## [Problem to solve]
Lay out every line of the entries below as a Markdown table with the columns "Row" and "Line," numbering the rows in order and leaving out blank lines.

## [Information supplied]

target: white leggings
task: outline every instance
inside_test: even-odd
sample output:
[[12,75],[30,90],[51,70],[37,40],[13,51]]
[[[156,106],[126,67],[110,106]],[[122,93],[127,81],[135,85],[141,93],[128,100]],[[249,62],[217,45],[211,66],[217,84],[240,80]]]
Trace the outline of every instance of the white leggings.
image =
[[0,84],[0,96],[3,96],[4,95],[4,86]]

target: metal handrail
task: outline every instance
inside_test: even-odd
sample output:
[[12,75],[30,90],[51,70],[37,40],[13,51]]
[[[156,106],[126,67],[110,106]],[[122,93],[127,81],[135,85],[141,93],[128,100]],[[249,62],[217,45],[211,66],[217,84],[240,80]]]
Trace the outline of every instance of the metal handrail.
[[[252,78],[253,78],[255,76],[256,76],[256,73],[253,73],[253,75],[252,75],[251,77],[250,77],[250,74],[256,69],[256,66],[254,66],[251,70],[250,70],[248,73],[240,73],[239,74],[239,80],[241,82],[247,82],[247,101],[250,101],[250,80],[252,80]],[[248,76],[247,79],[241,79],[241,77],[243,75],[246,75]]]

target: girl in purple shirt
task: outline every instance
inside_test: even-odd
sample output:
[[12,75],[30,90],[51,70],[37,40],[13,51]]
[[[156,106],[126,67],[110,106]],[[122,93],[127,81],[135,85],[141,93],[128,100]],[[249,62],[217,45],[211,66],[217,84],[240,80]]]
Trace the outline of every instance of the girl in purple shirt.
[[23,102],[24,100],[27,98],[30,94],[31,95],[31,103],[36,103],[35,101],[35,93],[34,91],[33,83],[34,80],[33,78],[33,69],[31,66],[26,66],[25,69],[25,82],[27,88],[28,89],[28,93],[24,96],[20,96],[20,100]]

## [Solution for this problem]
| Row | Line |
|---|---|
| 1 | target: white leggings |
| 2 | task: outline every instance |
| 3 | inside_test: even-odd |
| 4 | sample output: |
| 5 | [[12,75],[30,90],[51,70],[37,40],[13,51]] |
| 6 | [[[156,106],[126,67],[110,106]],[[122,93],[127,81],[135,85],[141,93],[128,100]],[[249,62],[217,45],[211,66],[217,84],[240,80]]] |
| 7 | Trace the outline of every instance of the white leggings. |
| 8 | image = |
| 9 | [[0,84],[0,96],[3,96],[4,95],[4,86]] |
| 10 | target: metal handrail |
| 11 | task: outline every instance |
| 12 | inside_test: even-odd |
| 13 | sample output: |
| 14 | [[12,75],[30,90],[51,70],[37,40],[13,51]] |
| 15 | [[[156,106],[126,67],[110,106]],[[122,93],[127,81],[135,85],[141,93],[128,100]],[[249,62],[217,45],[211,66],[217,84],[240,80]]] |
| 16 | Trace the outline of every instance of the metal handrail. |
| 17 | [[[252,78],[253,78],[255,76],[256,76],[256,73],[253,73],[253,75],[252,75],[251,77],[250,77],[250,74],[256,69],[256,66],[254,66],[251,70],[250,70],[248,73],[240,73],[239,74],[239,80],[241,82],[247,82],[247,101],[250,101],[250,80],[252,80]],[[248,76],[247,79],[241,79],[241,77],[243,75],[246,75]]] |
| 18 | target: girl in purple shirt |
| 19 | task: outline every instance |
| 20 | inside_test: even-odd |
| 21 | sample output: |
| 22 | [[12,75],[30,90],[51,70],[37,40],[13,51]] |
| 23 | [[[156,106],[126,67],[110,106]],[[122,93],[127,81],[135,85],[141,93],[128,100]],[[249,62],[217,45],[211,66],[217,84],[240,80]]] |
| 24 | Trace the outline of every instance of the girl in purple shirt. |
| 25 | [[23,102],[24,100],[27,98],[30,94],[31,95],[31,103],[36,103],[35,101],[35,93],[34,91],[33,83],[34,80],[33,78],[33,69],[31,66],[26,66],[25,69],[25,82],[27,88],[28,89],[28,93],[24,96],[20,96],[20,100]] |